#### Record excerpts
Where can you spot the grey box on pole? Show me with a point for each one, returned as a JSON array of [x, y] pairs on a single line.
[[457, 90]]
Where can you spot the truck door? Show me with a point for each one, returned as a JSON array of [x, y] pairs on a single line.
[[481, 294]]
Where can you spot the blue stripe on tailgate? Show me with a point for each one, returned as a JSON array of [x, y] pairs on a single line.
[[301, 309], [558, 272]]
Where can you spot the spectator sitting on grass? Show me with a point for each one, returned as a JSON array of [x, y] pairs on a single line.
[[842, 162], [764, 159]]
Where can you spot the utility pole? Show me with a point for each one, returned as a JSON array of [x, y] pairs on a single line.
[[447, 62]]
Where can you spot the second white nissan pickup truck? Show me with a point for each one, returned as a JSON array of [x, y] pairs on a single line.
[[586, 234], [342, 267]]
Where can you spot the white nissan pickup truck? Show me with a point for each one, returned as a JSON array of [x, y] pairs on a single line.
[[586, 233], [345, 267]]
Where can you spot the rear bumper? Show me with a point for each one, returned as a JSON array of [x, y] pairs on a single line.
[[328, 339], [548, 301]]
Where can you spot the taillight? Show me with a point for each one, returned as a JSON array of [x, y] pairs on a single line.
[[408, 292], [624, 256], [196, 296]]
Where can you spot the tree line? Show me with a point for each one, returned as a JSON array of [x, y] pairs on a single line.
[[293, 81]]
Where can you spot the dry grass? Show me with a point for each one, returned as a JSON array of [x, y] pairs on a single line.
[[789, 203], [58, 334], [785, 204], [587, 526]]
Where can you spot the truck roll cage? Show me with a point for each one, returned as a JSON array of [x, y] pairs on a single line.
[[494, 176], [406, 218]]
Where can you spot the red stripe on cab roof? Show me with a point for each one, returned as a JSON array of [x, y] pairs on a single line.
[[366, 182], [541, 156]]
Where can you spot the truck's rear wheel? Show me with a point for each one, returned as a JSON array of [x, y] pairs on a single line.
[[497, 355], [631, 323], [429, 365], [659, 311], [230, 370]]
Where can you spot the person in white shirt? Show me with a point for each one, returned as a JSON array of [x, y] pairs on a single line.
########
» **Stated problem**:
Could you rewrite every item above so that "Show me with a point for each one" becomes "Mark each one with a point", with nothing else changed?

» **Output below**:
Where can you spot the grey box on pole? Mark each one with a point, returned as a JSON array of [x, y] pairs on a single line.
[[457, 90]]
Where can you spot the truck door? Mark each one with a point, returned as a JSON array of [x, y] pairs on a single line.
[[481, 294]]
Where can you spot the blue stripe on tailgate? Mark each one with a point, returned as a JSON array of [x, y] pairs on a single line.
[[301, 309], [558, 272]]
Where can you spot the spectator sitting on grass? Mark each one with a point, returned as a JSON array of [x, y] pairs on a single line.
[[842, 162], [764, 159]]
Where can you spot the utility pole? Mark each one with a point, returned as a JSON array of [x, y] pairs on a single line.
[[447, 62]]
Where can you spot the second white nissan pickup truck? Mark each one with a point, returned as a JSON array of [x, y] pairs on a single line.
[[586, 234], [342, 267]]
Where can you spot the white nissan pickup truck? Mark each one with a point, returned as a JSON array of [x, y] pairs on a single line.
[[586, 233], [345, 267]]
Where can you spot the rear bumper? Mark each one with a point, returned as a JSON array of [x, y] pairs on a single line.
[[328, 339], [548, 301]]
Where can you spot the taillight? Mark each one with a point, returned as a JSON array of [x, y] pairs on a single line.
[[408, 292], [624, 256], [196, 296]]
Where can you spot the tree line? Mark each one with a point, returned as a JSON array of [x, y] pairs on a single line.
[[293, 81]]
Where can you spot the dry grass? Mark each one with a point, returned as a JSON array of [x, y] pairs on a single line.
[[789, 203], [58, 334], [785, 204], [587, 526]]
Where can you spot the truck roll cage? Mark each one with a point, returned as a JSON array of [x, y] pairs on a single line.
[[494, 176], [406, 218]]
Where can you spot the red stripe on cab roof? Mark each one with a point, returned as a JSON array of [x, y] pairs on a single line.
[[366, 182], [541, 156]]
Where can you spot the truck's rear wheel? Mark each one with a point, returned as a JSON array of [x, y] pairs on a single line.
[[497, 355], [631, 323], [429, 365], [659, 311], [230, 370]]
Where can you spot the person in white shirt? Mark each one with a point, returned as a JSON array of [x, y] pairs on a single line.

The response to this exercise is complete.